Exercise directions → From the line containing "Where is the thumb" through the end of the material below, write out every line again with each coordinate in the answers shifted by -29, and omit the pictures from your answer.

(Bounding-box labels for photos)
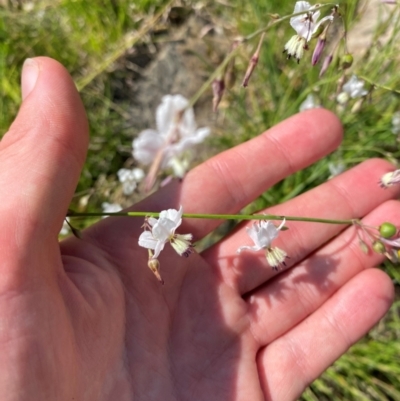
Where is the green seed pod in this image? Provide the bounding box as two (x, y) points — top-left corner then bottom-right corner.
(340, 53), (353, 70)
(372, 241), (386, 254)
(379, 222), (397, 238)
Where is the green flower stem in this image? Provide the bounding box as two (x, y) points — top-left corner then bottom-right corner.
(358, 75), (400, 93)
(67, 211), (360, 225)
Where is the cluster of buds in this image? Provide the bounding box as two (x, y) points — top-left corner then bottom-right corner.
(355, 222), (400, 263)
(139, 206), (193, 283)
(237, 219), (287, 270)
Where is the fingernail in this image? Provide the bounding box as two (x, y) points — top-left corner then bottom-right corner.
(21, 58), (39, 100)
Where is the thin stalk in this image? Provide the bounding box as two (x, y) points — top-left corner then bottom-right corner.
(67, 211), (360, 225)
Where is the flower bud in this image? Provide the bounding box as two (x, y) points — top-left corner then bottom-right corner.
(341, 53), (353, 70)
(211, 78), (225, 113)
(319, 54), (333, 78)
(379, 222), (397, 238)
(372, 241), (386, 254)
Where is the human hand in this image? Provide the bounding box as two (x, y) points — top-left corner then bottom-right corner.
(0, 58), (400, 401)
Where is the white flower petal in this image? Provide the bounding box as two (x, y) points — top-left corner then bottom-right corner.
(138, 231), (158, 249)
(236, 245), (263, 253)
(160, 205), (183, 228)
(156, 95), (189, 136)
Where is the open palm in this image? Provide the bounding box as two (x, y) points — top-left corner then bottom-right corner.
(0, 58), (400, 401)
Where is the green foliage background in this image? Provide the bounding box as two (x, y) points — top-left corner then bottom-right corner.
(0, 0), (400, 400)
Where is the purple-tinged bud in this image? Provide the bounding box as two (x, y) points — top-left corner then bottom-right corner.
(372, 241), (386, 255)
(311, 36), (326, 66)
(147, 249), (164, 285)
(242, 54), (258, 88)
(211, 78), (225, 113)
(242, 32), (265, 88)
(319, 54), (333, 78)
(341, 53), (353, 70)
(379, 222), (397, 238)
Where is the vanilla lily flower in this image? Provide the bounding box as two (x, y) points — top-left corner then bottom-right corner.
(299, 93), (321, 111)
(132, 95), (210, 177)
(380, 170), (400, 188)
(139, 206), (193, 259)
(117, 168), (144, 195)
(284, 1), (333, 62)
(237, 219), (287, 270)
(101, 202), (122, 218)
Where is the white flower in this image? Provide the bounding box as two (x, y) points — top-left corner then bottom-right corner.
(117, 168), (145, 195)
(101, 202), (122, 219)
(237, 219), (287, 270)
(284, 1), (333, 61)
(299, 93), (320, 111)
(132, 95), (210, 176)
(60, 217), (70, 235)
(139, 206), (193, 259)
(337, 74), (368, 104)
(380, 170), (400, 188)
(328, 162), (346, 178)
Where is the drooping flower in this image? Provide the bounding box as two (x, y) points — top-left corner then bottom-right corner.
(328, 161), (346, 178)
(284, 1), (333, 62)
(101, 202), (122, 218)
(336, 74), (368, 104)
(379, 170), (400, 188)
(117, 168), (144, 195)
(139, 206), (193, 259)
(299, 93), (321, 111)
(237, 219), (287, 270)
(132, 95), (210, 177)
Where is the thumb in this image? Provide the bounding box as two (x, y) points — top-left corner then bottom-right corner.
(0, 57), (88, 248)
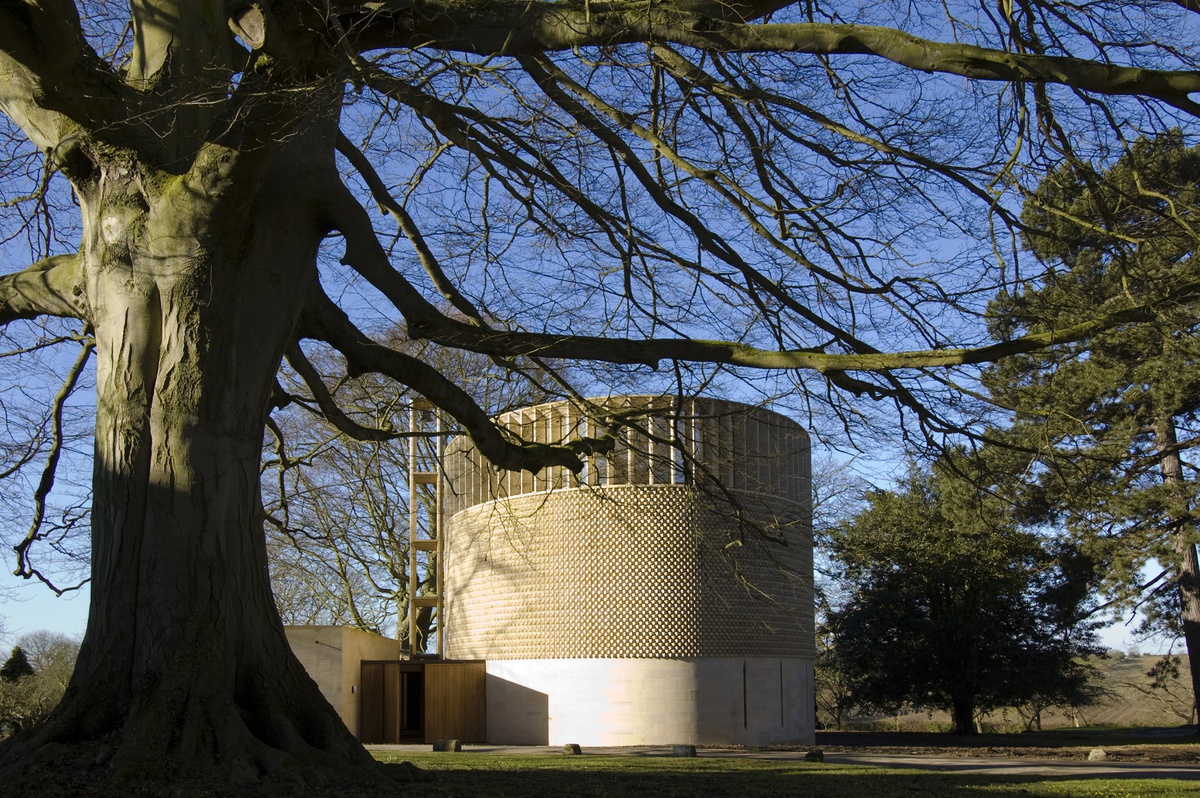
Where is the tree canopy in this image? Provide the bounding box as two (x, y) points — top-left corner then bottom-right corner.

Expected answer →
Where is the thumb in this image? Provide the bounding box as two (x, y) points — top-left corner then bottom-right corner.
(-29, 28), (59, 219)
Where is the tree canopy in this image? Provide the bounding box as two (x, y) points — top-left corner then bottom-right corner.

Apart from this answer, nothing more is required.